▶ _Aim_
Convert the lines below into a JSON list of strings, with one string per line and any blank lines omitted.

Data items
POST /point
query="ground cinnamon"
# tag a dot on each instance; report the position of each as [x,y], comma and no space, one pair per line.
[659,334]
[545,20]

▶ _Exercise result_
[
  "POST /point",
  "query=\"ground cinnamon\"",
  "# tag a dot on each instance; report the position of each as [x,y], comma and no space, one pair per line.",
  "[659,334]",
  "[545,20]"
]